* **Job**
Copy out each line exactly; pictures stay out of the copy.

------------------------------

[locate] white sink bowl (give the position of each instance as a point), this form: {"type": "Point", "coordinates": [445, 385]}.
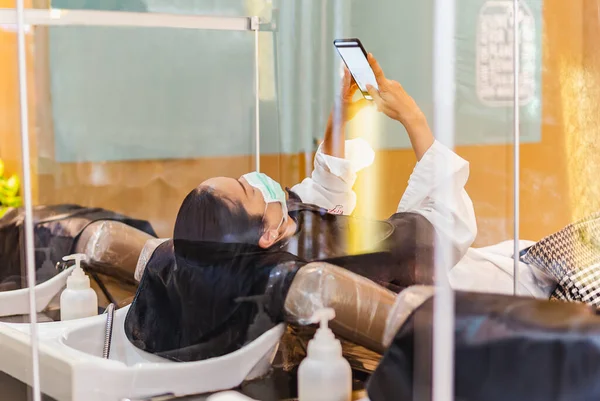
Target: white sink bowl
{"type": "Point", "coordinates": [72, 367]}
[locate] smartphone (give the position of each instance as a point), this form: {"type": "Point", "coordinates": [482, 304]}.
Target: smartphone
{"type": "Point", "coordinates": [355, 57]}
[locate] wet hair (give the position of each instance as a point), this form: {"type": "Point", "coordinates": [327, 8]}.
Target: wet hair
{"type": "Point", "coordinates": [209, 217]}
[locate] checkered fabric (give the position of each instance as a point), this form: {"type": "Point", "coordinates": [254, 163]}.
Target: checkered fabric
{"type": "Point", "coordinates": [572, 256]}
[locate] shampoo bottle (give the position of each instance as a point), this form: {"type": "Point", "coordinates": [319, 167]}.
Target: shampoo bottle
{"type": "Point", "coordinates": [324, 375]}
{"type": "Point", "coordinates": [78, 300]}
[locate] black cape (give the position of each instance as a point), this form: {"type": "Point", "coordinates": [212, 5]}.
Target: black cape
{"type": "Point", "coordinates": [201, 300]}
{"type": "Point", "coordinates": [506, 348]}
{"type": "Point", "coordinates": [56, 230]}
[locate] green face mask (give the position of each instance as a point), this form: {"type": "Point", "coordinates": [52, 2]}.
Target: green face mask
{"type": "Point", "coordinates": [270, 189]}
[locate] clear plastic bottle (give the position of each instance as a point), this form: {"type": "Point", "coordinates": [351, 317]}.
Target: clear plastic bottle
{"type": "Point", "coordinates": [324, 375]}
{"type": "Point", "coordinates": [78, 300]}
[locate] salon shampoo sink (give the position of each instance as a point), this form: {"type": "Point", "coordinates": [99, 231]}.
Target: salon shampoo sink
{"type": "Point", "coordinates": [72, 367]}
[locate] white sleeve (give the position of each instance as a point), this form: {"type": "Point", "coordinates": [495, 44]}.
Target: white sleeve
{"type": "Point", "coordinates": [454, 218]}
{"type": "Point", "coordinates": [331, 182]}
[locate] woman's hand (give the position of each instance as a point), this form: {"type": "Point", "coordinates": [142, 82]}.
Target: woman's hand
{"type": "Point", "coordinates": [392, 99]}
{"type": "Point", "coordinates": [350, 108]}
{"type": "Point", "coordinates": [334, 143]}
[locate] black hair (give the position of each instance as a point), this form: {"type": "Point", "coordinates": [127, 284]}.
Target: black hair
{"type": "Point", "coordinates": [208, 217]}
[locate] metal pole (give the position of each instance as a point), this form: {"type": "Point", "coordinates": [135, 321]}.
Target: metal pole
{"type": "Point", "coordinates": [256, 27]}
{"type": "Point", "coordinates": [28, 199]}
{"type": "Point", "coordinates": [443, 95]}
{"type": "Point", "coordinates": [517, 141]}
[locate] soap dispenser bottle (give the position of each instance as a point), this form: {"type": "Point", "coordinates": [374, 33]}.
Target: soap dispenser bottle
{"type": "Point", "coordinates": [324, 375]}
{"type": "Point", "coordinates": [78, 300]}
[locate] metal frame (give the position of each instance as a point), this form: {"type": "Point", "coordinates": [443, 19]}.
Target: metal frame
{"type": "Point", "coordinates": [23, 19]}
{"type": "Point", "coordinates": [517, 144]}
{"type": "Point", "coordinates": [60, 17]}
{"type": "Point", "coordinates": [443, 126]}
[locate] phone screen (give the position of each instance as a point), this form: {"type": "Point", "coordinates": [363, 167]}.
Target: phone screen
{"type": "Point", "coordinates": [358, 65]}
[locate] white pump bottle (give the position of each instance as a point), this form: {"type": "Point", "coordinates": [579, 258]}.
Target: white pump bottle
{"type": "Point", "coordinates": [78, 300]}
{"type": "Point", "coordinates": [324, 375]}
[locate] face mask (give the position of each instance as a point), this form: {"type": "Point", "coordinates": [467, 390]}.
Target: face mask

------------------------------

* **Completed exercise**
[locate] white sink bowl (give the position of each instance as a point), this form: {"type": "Point", "coordinates": [445, 385]}.
Target: white sink bowl
{"type": "Point", "coordinates": [72, 367]}
[locate] smartphone (give the position of each instance as a point), this form: {"type": "Point", "coordinates": [482, 304]}.
Target: smartphone
{"type": "Point", "coordinates": [355, 57]}
[locate] wet hair (give the position of each instance as a point), this form: {"type": "Point", "coordinates": [327, 8]}.
Target: wet hair
{"type": "Point", "coordinates": [209, 217]}
[locate] checkered fabric (give the position of each instance as a point), this form: {"type": "Point", "coordinates": [254, 163]}.
Target: checkered fabric
{"type": "Point", "coordinates": [572, 256]}
[locate] shampoo bottle (give the position of each instance as a point), this form: {"type": "Point", "coordinates": [319, 167]}.
Target: shampoo bottle
{"type": "Point", "coordinates": [324, 375]}
{"type": "Point", "coordinates": [78, 300]}
[locate] black cape (give the position of each instance as a point), this form: {"type": "Point", "coordinates": [212, 5]}.
Target: black cape
{"type": "Point", "coordinates": [201, 300]}
{"type": "Point", "coordinates": [506, 348]}
{"type": "Point", "coordinates": [56, 230]}
[locate] green face mask (give the position of each instance as a point), this form: {"type": "Point", "coordinates": [52, 2]}.
Target: green face mask
{"type": "Point", "coordinates": [270, 189]}
[locate] clear plastic bottle (give the position of each instance as a point), this form: {"type": "Point", "coordinates": [351, 317]}.
Target: clear plastic bottle
{"type": "Point", "coordinates": [324, 375]}
{"type": "Point", "coordinates": [78, 300]}
[locate] salon shampoo sink (give the position of each instance as a point), this form: {"type": "Point", "coordinates": [99, 231]}.
Target: salon shampoo sink
{"type": "Point", "coordinates": [72, 367]}
[locate] white sleeve (give the position of each instance as a point), this form: {"type": "Point", "coordinates": [495, 44]}.
Target: white sleeve
{"type": "Point", "coordinates": [454, 218]}
{"type": "Point", "coordinates": [331, 182]}
[locate] woman's hand (give the position of each instance as a point), this form: {"type": "Point", "coordinates": [142, 82]}.
Target: woman's hand
{"type": "Point", "coordinates": [392, 99]}
{"type": "Point", "coordinates": [350, 108]}
{"type": "Point", "coordinates": [334, 143]}
[locate] black hair (give the position of each instance as a point), this form: {"type": "Point", "coordinates": [127, 284]}.
Target: black hair
{"type": "Point", "coordinates": [208, 217]}
[locate] metal pole (give the position of each instance as a point), this form: {"type": "Point", "coordinates": [135, 321]}.
Target: metal pole
{"type": "Point", "coordinates": [256, 27]}
{"type": "Point", "coordinates": [28, 199]}
{"type": "Point", "coordinates": [443, 95]}
{"type": "Point", "coordinates": [517, 141]}
[locate] soap dispenser bottle (give the position of each instance as a point), this form: {"type": "Point", "coordinates": [374, 33]}.
Target: soap dispenser bottle
{"type": "Point", "coordinates": [324, 375]}
{"type": "Point", "coordinates": [78, 300]}
[locate] metal frame (give the position of each instance as a point), this form: {"type": "Point", "coordinates": [443, 19]}.
Target: metal frame
{"type": "Point", "coordinates": [23, 19]}
{"type": "Point", "coordinates": [517, 144]}
{"type": "Point", "coordinates": [60, 17]}
{"type": "Point", "coordinates": [443, 126]}
[locate] phone screen (give the position of each instance as a point), this form: {"type": "Point", "coordinates": [363, 167]}.
Target: phone screen
{"type": "Point", "coordinates": [358, 65]}
[locate] white pump bottle (give the position of each instance as a point), this form: {"type": "Point", "coordinates": [579, 258]}.
Target: white pump bottle
{"type": "Point", "coordinates": [78, 300]}
{"type": "Point", "coordinates": [324, 375]}
[locate] face mask (give the position of each instance as a point), this form: {"type": "Point", "coordinates": [467, 390]}.
Target: face mask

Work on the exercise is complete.